# Work required
Repeat each line of the material below without change.

# Exercise input
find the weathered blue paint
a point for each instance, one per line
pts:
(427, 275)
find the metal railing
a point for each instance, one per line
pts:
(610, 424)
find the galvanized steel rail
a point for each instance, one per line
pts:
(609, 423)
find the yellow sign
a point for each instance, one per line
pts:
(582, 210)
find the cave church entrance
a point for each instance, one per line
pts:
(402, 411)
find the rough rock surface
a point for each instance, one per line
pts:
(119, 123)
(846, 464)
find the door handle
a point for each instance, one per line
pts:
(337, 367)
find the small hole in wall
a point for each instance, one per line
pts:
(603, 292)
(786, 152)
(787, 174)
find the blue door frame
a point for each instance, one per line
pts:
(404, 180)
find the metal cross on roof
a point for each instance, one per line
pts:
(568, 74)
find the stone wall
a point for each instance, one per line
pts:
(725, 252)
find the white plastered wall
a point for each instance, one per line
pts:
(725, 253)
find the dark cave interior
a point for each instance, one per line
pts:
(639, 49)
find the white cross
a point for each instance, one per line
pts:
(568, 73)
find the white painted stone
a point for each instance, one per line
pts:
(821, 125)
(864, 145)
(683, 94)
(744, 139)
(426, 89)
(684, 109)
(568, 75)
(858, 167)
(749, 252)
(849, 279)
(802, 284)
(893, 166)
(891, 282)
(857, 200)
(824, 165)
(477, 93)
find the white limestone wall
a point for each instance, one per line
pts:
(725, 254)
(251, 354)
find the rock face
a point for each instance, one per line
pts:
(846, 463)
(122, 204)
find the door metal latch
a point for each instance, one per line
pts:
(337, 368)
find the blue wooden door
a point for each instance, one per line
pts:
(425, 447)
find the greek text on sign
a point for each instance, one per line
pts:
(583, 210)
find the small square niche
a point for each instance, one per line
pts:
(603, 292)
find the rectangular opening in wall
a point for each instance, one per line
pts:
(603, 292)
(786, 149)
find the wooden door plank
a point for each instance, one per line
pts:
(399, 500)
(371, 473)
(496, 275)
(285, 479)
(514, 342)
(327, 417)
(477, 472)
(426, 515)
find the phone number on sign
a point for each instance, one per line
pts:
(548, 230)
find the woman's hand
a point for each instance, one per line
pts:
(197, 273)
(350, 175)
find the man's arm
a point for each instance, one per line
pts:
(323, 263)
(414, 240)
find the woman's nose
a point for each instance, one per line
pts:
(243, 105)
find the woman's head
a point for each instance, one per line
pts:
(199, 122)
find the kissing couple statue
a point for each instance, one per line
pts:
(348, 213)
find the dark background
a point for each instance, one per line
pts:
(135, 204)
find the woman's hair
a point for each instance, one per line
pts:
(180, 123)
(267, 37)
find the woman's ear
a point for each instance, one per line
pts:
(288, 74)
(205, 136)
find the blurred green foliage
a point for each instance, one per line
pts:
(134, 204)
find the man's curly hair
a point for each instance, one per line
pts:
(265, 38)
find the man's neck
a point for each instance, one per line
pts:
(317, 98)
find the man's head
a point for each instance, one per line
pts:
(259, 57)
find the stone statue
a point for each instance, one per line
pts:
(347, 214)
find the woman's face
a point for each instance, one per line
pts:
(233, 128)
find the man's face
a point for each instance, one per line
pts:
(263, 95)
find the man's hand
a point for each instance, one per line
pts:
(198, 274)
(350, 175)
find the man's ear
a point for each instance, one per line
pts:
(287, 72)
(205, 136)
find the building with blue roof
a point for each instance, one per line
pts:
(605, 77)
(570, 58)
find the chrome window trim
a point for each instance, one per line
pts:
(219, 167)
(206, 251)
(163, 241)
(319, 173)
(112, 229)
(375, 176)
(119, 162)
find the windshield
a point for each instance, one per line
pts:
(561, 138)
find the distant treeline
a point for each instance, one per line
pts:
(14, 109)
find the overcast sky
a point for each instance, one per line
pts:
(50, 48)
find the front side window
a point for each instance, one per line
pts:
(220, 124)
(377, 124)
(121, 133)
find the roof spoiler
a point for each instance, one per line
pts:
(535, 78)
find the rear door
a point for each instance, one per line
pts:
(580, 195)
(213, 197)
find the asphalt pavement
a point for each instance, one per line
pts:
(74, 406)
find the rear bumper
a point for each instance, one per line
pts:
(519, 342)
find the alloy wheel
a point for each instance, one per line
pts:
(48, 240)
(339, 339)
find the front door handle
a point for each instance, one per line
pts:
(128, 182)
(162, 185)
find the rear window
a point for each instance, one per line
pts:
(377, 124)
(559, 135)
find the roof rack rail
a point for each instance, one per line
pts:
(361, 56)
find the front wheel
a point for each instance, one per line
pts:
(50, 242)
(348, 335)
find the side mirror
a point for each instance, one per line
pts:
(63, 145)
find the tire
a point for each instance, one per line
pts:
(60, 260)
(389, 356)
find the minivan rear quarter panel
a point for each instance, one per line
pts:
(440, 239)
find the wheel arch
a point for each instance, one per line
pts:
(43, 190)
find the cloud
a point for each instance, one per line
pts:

# Solution to this exercise
find the weathered blue paint
a point for each instance, one per line
pts:
(427, 275)
find the metal railing
a point for each instance, one per line
pts:
(610, 424)
find the galvanized steel rail
a point for each instance, one per line
pts:
(609, 423)
find the yellow sign
a point for each instance, one per line
pts:
(582, 210)
find the cave church entrance
a point for each instance, one per line
pts:
(402, 411)
find the rough rock surface
a point for each instance, one per line
pts:
(119, 123)
(846, 464)
find the door handle
a point for each instance, one per line
pts:
(337, 367)
find the small hole in wall
a point for each instance, one per line
pts:
(603, 292)
(786, 152)
(787, 174)
find the blue door frame
a point for each instance, one per line
pts:
(404, 180)
find the metal cross on roof
a point for each instance, one per line
pts:
(568, 74)
find the stone wall
a point for each instance, one per line
pts:
(725, 252)
find the white plastered wall
a point for each instance, one per line
pts:
(725, 253)
find the dark cave interior
a point for each instance, one per line
pts:
(639, 49)
find the white cross
a point for each instance, one per line
pts:
(568, 73)
find the white painted stone
a point for each instance, one per line
pts:
(821, 125)
(864, 145)
(683, 94)
(744, 139)
(426, 89)
(684, 109)
(568, 75)
(858, 167)
(749, 252)
(849, 279)
(802, 284)
(893, 166)
(891, 282)
(857, 200)
(824, 165)
(477, 93)
find the white limestone wall
a point for each instance, one per line
pts:
(725, 254)
(251, 354)
find the rock face
a point for each instance, one per line
pts:
(846, 463)
(122, 204)
find the door metal latch
a point for each instance, one per line
pts:
(337, 368)
find the blue wooden door
a point for each instance, one per line
pts:
(425, 447)
find the greek text on sign
a point for each instance, one per line
pts:
(583, 210)
find the small square niche
a point for each instance, one per line
pts:
(603, 292)
find the rectangular opening in wall
a point for each instance, one per line
pts:
(603, 292)
(786, 149)
find the wooden door plank
a point for each instance, one per line
pts:
(399, 500)
(371, 473)
(496, 275)
(285, 479)
(514, 342)
(327, 417)
(477, 472)
(426, 515)
find the phone number on sign
a point for each instance, one per line
pts:
(548, 230)
find the woman's hand
a point for each instance, one per line
pts:
(197, 273)
(350, 175)
find the man's arm
a point for each instance, one per line
pts:
(323, 263)
(414, 240)
find the woman's nose
a point for each instance, one per line
pts:
(243, 105)
find the woman's head
a point for each instance, one per line
pts:
(199, 122)
find the kissing couple statue
a point for each instance, one per line
pts:
(348, 213)
find the dark background
a point for each instance, one per line
pts:
(135, 204)
find the woman's hair
a point for each instance, one per line
pts:
(180, 123)
(267, 37)
find the woman's ear
a point for each instance, one per line
pts:
(288, 74)
(205, 136)
find the blurred green foliage
a point for each instance, one per line
pts:
(134, 204)
find the man's curly hair
a point for each instance, one per line
pts:
(265, 38)
find the man's neck
a point for each instance, one per line
pts:
(317, 98)
find the man's head
a point for each instance, one per line
pts:
(259, 57)
find the stone statue
a point for each instance, one per line
pts:
(347, 214)
find the woman's face
a point for each instance, one per line
pts:
(233, 128)
find the man's face
a point for each instance, one per line
pts:
(263, 95)
find the man's hand
a point for each instance, one per line
pts:
(198, 274)
(350, 175)
find the man's ear
a point for each instance, one per line
pts:
(287, 72)
(205, 136)
find the building with blue roof
a point for each instance, one per line
pts:
(605, 77)
(570, 58)
find the chrome window trim
a point for each instance, one per line
pts:
(219, 167)
(206, 251)
(163, 241)
(319, 173)
(112, 229)
(375, 176)
(119, 162)
find the windshield
a point for each instance, one per line
pts:
(561, 138)
find the distant treeline
a point for each instance, one per line
pts:
(14, 109)
find the overcast sky
a point for each instance, one per line
pts:
(50, 48)
find the front side window
a point for each instance, one per line
pts:
(220, 124)
(377, 124)
(121, 133)
find the roof spoiler
a point for each instance, one per line
pts:
(535, 78)
find the rear door
a point for each instance, one per line
pts:
(580, 195)
(213, 197)
find the asphalt pavement
a point for each instance, one per line
pts:
(74, 406)
find the rear bumper
a point for each instance, one per line
pts:
(519, 342)
find the alloy wheel
a point for each instance, one per line
pts:
(48, 240)
(339, 339)
find the front door handle
a point for each instance, one per line
pts:
(128, 182)
(162, 185)
find the rear window
a point for each instance, one per line
pts:
(377, 124)
(559, 135)
find the roof rack rail
a point for each instance, one per line
pts:
(361, 56)
find the front wheel
a point for each instance, one per line
pts:
(50, 242)
(348, 335)
find the side mirror
a point for each instance, one per line
pts:
(63, 145)
find the tire
a point for each instance, one per line
pts:
(60, 260)
(389, 356)
find the minivan rear quarter panel
a point for each instance, one per line
pts:
(440, 239)
find the wheel arch
a point for each instance, one per line
pts:
(43, 190)
find the cloud
a point for each instance, one per line
pts:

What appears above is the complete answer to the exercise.